Data items
=== Begin Enclosure ===

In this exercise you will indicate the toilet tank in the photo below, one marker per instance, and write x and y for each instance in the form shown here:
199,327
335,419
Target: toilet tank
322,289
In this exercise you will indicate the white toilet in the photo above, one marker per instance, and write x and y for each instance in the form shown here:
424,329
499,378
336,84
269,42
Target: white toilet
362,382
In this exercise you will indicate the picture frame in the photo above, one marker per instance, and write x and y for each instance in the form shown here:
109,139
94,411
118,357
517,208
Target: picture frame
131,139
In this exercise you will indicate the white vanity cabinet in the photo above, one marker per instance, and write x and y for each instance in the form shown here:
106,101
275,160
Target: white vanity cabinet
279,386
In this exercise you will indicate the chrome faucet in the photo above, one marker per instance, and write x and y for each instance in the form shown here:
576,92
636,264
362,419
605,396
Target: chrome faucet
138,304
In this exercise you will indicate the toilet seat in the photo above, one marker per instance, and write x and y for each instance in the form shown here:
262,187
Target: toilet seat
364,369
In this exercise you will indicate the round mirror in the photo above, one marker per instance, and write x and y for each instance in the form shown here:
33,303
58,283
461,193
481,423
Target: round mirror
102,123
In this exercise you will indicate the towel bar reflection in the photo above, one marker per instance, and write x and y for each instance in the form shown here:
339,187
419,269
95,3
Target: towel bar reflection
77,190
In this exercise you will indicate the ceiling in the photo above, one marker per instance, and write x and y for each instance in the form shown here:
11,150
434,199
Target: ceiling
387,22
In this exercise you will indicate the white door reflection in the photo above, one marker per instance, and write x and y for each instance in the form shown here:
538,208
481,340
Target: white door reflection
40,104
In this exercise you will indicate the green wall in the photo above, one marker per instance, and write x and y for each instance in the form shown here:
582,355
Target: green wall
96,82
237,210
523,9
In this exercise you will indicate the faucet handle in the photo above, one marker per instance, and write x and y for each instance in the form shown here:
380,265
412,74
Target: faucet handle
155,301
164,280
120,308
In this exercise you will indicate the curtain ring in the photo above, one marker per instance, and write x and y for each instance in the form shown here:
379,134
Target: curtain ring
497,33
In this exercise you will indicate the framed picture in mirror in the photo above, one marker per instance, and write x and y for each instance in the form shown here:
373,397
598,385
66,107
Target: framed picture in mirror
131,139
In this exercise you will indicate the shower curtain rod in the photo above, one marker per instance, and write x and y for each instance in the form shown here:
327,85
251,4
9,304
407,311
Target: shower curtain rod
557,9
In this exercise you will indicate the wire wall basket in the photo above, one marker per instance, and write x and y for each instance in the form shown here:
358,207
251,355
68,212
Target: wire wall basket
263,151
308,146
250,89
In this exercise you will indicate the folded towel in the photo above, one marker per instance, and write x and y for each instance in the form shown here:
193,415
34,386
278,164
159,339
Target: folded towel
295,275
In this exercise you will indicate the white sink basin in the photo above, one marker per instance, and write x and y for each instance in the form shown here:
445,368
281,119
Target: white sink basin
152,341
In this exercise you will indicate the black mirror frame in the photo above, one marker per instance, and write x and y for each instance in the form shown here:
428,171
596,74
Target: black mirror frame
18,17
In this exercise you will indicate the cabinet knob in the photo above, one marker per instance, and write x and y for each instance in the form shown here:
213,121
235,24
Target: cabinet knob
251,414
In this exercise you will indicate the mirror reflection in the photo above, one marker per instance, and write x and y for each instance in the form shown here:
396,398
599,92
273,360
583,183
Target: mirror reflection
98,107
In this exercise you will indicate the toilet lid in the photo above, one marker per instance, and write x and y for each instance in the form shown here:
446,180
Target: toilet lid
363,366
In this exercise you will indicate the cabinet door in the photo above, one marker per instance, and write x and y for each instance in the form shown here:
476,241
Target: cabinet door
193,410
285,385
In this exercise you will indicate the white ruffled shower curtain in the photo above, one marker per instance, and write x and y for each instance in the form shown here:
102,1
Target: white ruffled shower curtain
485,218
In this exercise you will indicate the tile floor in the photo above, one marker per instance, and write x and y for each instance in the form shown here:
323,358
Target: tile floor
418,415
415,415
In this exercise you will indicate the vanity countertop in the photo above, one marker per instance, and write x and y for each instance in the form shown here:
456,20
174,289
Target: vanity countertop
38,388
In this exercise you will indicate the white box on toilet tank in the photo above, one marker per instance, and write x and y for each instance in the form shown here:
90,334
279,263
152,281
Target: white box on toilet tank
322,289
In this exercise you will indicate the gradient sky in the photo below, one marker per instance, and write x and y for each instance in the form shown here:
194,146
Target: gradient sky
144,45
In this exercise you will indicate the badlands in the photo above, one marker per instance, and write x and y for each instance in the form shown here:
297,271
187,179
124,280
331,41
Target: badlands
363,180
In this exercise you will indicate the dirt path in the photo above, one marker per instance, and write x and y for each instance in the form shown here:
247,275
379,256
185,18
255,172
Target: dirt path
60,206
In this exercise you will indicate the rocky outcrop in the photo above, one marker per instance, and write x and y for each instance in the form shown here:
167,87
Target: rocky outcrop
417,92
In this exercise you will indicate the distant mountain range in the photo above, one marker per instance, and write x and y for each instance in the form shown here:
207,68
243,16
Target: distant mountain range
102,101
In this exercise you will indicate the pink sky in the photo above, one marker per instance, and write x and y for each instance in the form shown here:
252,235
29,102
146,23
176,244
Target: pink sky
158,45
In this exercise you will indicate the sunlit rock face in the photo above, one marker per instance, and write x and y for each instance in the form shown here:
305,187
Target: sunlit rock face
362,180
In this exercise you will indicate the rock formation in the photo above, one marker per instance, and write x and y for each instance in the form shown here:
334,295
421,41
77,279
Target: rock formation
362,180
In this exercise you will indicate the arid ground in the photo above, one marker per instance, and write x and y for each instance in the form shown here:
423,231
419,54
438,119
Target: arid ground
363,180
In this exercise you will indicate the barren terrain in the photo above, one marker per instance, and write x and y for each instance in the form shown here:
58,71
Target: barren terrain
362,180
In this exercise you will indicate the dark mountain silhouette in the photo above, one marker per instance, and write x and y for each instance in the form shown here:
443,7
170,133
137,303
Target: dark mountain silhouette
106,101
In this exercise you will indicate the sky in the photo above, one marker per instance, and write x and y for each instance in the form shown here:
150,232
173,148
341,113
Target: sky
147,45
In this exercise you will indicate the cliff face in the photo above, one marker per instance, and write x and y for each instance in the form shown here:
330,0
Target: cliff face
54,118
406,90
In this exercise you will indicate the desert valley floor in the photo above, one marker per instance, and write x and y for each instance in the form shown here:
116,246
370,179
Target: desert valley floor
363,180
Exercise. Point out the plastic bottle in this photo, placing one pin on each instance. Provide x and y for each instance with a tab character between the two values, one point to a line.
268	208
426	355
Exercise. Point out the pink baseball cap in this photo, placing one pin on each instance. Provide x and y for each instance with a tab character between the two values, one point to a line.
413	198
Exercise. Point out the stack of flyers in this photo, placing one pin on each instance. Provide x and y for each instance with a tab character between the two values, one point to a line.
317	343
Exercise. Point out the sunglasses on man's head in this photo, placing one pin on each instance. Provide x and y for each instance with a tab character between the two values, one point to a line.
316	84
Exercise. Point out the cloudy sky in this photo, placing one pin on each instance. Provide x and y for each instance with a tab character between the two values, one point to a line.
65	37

=== End Enclosure ===

▶ _Exercise directions_
Some lines of the data above may hold the word "below"; state how many do, and give only that number.

▶ _Result_
2